** DOCUMENT SECTION **
_ _ _

As COVID-19 reshapes our economy, our newsletter will help you unpack the news from the day.
This morning we got the latest on home construction — housing starts fell 3.6% in January. Permits to build new homes were up, though. Monthly numbers can bounce up and down, but when you look at the longer-term trend, it’s really good. Housing starts are up more than 20% from January 2019, to a level we haven’t seen since before the Great Recession.
We talk a lot about homes being unaffordable, especially for first-time buyers. Now that there’s more new-home supply to meet the demand, could this be part of the solution?
Philip McCoy and his wife are looking for houses in Richmond, Virginia. They have two kids and are moving from Pittsburgh, Pennsylvania, for McCoy to work as an ER doctor. Some houses they wanted to see in Richmond were already sold.
“They were just flying off the market it seemed, so it’s just stressing us out,” McCoy said.

_ _ _

** WORK ITEM **
Print the newsletter excerpt on housing starts in full, word for word. These lines have no connection to the newsletter excerpt on housing starts.

_ _ _

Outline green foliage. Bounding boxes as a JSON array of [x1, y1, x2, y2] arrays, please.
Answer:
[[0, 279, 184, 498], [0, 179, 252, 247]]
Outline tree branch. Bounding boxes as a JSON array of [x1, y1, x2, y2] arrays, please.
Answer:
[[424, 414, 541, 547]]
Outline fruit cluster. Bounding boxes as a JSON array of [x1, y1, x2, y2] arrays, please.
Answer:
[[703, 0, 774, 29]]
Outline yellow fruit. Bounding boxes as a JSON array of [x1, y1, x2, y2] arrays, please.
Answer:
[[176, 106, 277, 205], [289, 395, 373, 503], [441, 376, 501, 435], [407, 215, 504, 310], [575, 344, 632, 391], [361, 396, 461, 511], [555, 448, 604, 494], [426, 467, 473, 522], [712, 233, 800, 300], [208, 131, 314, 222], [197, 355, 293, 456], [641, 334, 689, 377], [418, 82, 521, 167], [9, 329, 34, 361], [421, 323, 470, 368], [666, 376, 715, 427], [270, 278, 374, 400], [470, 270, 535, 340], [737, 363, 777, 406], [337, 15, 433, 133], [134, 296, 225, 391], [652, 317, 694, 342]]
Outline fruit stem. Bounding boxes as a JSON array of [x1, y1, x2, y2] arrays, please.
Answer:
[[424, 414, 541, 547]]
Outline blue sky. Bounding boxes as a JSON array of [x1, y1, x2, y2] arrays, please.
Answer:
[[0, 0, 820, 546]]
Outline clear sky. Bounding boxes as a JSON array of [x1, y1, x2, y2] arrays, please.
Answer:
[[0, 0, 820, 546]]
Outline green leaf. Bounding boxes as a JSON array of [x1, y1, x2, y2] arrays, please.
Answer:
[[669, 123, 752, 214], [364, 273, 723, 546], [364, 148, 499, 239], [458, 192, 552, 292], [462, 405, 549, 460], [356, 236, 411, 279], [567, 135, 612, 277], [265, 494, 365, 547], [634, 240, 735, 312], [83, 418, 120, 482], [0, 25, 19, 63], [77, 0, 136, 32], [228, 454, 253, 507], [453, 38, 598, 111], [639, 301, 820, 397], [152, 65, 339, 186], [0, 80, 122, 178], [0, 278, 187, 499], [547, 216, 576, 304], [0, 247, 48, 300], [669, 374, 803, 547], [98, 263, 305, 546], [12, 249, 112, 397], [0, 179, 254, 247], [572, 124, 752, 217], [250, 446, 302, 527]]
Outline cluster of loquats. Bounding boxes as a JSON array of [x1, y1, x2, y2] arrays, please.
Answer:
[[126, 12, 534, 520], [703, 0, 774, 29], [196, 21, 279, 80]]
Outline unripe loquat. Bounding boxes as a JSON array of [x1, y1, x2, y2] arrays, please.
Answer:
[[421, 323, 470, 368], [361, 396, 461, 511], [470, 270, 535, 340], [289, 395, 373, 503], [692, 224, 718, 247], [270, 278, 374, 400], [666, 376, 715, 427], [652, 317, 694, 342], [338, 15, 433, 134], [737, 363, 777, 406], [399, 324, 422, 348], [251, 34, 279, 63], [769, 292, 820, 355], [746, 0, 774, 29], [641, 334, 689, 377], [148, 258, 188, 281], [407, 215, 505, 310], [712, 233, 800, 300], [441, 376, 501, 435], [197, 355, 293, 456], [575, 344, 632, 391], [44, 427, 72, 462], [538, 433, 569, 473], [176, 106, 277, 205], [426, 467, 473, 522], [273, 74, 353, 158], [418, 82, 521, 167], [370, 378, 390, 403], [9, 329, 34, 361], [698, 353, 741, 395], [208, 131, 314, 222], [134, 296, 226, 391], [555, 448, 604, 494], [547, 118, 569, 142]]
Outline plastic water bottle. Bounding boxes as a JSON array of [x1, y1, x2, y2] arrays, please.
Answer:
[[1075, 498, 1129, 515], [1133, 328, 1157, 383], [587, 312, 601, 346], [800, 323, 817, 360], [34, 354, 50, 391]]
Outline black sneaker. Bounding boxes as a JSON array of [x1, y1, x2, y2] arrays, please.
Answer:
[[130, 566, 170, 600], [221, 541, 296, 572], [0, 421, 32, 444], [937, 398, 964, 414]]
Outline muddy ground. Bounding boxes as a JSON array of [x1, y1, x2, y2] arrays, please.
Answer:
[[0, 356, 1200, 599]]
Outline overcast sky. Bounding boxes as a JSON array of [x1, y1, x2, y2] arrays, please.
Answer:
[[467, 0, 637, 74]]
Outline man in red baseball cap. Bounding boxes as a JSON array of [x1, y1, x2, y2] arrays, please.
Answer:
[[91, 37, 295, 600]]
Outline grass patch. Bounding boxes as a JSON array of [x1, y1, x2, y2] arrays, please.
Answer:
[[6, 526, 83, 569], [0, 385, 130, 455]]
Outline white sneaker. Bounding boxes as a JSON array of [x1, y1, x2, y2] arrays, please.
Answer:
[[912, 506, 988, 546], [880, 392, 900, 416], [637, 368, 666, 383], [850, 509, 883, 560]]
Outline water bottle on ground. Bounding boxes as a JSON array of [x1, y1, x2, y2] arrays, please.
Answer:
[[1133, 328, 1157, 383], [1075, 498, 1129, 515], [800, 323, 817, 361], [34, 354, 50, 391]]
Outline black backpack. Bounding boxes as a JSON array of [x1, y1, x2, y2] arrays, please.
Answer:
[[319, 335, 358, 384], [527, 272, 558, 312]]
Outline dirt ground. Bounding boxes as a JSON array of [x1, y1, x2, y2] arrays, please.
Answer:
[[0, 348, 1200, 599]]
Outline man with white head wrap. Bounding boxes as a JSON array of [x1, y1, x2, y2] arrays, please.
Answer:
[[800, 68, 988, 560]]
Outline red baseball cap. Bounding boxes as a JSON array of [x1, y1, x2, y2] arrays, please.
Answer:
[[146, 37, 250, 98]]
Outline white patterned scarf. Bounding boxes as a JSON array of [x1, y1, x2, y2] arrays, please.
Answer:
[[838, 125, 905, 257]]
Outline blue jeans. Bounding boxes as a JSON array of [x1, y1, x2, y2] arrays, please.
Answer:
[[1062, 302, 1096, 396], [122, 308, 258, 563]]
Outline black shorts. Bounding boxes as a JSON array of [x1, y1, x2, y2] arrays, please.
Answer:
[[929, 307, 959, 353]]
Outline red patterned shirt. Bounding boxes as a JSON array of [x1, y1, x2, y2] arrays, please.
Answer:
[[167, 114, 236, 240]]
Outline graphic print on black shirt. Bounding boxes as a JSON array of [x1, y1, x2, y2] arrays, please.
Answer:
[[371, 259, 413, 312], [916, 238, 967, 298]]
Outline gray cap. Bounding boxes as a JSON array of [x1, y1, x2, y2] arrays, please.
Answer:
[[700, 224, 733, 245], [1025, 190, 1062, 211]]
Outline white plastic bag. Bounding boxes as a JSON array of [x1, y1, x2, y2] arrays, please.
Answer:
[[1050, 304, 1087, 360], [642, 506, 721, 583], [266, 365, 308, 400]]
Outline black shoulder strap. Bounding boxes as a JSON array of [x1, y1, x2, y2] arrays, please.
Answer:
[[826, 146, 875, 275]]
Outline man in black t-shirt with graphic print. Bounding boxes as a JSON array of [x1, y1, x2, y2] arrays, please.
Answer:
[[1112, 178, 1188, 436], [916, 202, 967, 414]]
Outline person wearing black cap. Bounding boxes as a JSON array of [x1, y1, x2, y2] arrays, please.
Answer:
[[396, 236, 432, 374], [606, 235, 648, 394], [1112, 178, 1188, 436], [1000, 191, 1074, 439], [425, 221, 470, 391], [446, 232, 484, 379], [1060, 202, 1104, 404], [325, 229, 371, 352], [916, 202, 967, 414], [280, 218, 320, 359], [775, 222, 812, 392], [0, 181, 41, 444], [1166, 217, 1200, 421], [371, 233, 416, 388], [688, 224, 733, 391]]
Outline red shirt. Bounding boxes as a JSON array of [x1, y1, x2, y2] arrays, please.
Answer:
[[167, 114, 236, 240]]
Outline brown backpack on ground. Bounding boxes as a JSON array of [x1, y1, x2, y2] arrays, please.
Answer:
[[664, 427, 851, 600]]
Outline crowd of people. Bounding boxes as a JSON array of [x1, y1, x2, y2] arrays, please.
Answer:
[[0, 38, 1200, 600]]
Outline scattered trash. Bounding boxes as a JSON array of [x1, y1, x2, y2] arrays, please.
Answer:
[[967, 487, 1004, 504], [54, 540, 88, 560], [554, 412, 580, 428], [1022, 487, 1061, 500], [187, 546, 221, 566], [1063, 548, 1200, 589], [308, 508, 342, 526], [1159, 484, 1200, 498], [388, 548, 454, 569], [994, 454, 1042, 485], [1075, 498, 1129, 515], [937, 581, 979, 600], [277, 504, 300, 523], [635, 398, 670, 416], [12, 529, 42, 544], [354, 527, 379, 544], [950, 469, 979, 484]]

_ _ _

** WRITTEN SOLUTION **
As COVID-19 reshapes our economy, our newsletter will help you unpack the news from the day.
This morning we got the latest on home construction — housing starts fell 3.6% in January. Permits to build new homes were up, though. Monthly numbers can bounce up and down, but when you look at the longer-term trend, it’s really good. Housing starts are up more than 20% from January 2019, to a level we haven’t seen since before the Great Recession.
We talk a lot about homes being unaffordable, especially for first-time buyers. Now that there’s more new-home supply to meet the demand, could this be part of the solution?
Philip McCoy and his wife are looking for houses in Richmond, Virginia. They have two kids and are moving from Pittsburgh, Pennsylvania, for McCoy to work as an ER doctor. Some houses they wanted to see in Richmond were already sold.
“They were just flying off the market it seemed, so it’s just stressing us out,” McCoy said.